#### [DATASET EXCERPTS]
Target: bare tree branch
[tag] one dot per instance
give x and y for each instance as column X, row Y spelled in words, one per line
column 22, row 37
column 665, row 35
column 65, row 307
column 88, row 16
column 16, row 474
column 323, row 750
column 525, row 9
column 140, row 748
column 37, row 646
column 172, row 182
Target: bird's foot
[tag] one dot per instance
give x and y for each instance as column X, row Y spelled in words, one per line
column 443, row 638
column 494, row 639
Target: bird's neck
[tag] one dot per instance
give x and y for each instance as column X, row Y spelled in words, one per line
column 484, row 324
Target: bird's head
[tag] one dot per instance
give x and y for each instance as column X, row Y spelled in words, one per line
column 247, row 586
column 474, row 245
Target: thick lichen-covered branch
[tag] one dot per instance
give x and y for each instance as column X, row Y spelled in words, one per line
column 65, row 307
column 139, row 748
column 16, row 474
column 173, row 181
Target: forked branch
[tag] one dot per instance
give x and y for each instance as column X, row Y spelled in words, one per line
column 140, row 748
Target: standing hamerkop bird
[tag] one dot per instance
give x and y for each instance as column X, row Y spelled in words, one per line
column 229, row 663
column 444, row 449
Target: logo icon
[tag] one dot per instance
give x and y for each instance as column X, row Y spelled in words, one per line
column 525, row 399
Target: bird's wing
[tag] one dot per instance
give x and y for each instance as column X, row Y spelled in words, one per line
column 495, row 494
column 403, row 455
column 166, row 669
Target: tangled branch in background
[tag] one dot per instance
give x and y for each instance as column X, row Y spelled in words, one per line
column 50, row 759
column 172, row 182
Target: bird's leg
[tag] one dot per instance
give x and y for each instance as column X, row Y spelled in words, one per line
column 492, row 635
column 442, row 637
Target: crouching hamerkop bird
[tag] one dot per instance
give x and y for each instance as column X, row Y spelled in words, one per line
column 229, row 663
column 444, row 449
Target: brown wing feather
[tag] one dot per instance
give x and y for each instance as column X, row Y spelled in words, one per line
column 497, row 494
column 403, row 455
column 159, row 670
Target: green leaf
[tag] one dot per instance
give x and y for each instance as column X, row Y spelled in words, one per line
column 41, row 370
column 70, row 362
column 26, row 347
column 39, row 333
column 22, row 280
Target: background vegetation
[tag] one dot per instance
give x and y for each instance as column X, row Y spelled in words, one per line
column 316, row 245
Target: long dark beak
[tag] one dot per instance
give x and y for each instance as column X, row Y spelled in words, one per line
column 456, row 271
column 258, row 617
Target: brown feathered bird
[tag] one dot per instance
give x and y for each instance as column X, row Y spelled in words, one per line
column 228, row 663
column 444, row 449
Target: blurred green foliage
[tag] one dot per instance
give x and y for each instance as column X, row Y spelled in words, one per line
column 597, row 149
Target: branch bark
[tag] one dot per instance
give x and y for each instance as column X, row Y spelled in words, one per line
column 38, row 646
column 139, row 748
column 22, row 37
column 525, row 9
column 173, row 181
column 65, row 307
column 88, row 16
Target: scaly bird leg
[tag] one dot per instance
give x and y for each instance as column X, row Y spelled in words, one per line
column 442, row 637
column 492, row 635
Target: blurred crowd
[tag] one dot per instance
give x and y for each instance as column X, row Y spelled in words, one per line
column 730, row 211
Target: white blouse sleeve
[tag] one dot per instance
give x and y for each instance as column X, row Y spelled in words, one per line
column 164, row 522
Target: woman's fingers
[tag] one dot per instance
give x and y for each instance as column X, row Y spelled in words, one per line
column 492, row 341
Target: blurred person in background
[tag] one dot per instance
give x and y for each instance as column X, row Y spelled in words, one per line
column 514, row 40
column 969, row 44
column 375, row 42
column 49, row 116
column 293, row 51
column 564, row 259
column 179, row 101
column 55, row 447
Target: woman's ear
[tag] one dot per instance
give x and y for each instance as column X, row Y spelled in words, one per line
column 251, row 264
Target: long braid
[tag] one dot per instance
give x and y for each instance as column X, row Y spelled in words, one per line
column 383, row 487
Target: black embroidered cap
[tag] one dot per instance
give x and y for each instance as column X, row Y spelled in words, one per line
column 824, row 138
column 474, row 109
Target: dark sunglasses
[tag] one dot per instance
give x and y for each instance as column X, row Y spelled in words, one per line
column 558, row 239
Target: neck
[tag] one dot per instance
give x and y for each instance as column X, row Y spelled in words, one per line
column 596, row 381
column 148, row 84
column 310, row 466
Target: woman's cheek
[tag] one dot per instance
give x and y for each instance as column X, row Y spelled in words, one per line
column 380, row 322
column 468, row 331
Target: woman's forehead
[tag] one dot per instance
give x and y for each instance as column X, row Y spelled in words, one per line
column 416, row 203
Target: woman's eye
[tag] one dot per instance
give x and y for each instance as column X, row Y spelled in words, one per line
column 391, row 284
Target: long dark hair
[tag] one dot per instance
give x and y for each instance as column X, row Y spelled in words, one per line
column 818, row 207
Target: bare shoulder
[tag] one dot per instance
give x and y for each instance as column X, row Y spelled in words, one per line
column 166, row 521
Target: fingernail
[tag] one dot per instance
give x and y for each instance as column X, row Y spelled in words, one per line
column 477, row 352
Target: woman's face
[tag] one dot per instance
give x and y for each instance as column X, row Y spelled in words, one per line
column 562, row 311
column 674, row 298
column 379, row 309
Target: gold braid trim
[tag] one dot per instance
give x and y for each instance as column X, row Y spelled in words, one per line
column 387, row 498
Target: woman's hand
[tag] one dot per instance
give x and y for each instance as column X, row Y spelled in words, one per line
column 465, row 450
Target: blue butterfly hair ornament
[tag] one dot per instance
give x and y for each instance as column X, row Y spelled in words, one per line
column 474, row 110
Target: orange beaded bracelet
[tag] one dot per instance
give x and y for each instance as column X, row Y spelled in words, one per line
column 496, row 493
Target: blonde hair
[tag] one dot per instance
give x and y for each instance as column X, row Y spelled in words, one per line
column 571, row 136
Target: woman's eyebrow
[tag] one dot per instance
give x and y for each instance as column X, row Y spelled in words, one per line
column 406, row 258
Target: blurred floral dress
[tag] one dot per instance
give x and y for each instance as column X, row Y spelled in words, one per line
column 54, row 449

#### [SET TASK]
Copy the material above word for word, from its first line through the line that holds "column 474, row 245", inclusive.

#### [WRITTEN RESPONSE]
Target: bare tree branch
[tag] one dot per instance
give x and y for each instance as column X, row Y spelled in words, one per line
column 22, row 37
column 665, row 35
column 65, row 307
column 88, row 16
column 16, row 474
column 323, row 750
column 525, row 9
column 140, row 748
column 37, row 646
column 172, row 182
Target: bird's foot
[tag] one dot per instance
give x and y for each instance as column X, row Y spelled in words, one per line
column 443, row 638
column 494, row 639
Target: bird's neck
[tag] one dot per instance
give x and y for each instance as column X, row Y spelled in words, one per line
column 484, row 324
Target: bird's head
[tag] one dot per instance
give x and y for each instance as column X, row Y spelled in words, one per line
column 247, row 586
column 474, row 245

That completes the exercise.